▶ _SUPPLIED ENTRIES_:
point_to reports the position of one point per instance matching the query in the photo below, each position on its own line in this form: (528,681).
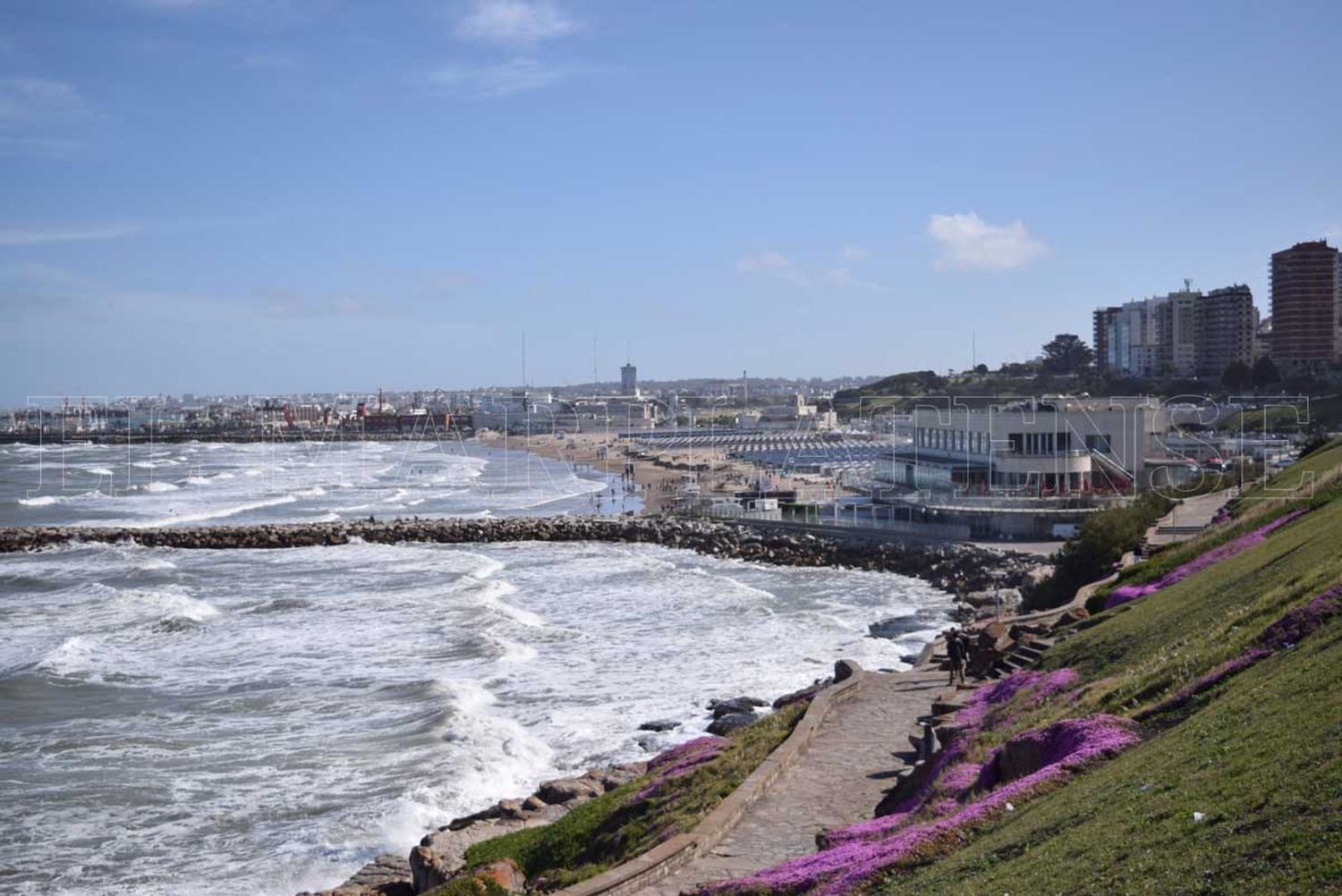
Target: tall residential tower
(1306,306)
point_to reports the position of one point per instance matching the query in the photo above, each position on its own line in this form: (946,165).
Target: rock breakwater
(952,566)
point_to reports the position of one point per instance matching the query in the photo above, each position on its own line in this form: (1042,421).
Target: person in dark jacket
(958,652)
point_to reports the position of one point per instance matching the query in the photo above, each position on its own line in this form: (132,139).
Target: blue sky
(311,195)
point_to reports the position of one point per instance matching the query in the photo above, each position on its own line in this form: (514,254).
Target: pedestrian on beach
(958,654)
---
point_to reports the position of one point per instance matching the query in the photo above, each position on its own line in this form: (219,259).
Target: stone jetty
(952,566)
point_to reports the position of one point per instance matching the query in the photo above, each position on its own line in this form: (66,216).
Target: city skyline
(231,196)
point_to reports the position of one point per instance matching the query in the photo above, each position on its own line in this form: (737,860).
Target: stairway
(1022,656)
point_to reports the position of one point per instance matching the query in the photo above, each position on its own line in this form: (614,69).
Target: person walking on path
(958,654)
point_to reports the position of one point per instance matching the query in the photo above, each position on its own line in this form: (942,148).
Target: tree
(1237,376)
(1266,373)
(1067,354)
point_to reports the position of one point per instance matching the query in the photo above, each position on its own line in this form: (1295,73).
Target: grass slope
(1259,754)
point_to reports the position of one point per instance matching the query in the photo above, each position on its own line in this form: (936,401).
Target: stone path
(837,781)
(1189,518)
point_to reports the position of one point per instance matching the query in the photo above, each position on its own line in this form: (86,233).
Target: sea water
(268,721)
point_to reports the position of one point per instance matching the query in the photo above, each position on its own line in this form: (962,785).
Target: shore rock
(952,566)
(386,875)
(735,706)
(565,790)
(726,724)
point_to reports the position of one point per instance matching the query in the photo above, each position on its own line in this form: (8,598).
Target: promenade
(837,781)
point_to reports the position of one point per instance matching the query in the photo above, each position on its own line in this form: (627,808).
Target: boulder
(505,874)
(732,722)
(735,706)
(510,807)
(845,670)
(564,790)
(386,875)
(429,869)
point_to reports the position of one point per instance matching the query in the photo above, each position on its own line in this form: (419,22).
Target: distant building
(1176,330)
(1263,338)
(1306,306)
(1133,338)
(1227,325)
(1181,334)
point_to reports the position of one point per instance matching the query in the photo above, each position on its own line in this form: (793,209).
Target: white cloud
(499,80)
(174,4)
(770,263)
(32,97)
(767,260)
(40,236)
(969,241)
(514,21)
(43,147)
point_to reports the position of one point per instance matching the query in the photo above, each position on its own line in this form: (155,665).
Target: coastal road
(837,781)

▶ _WRITTEN INSTRUCTION_: Identify each line above that contains the string "stone" and copy every such line in full. Case counts when matching.

▶ _EXERCISE SOLUTION_:
Target: stone jetty
Target: stone path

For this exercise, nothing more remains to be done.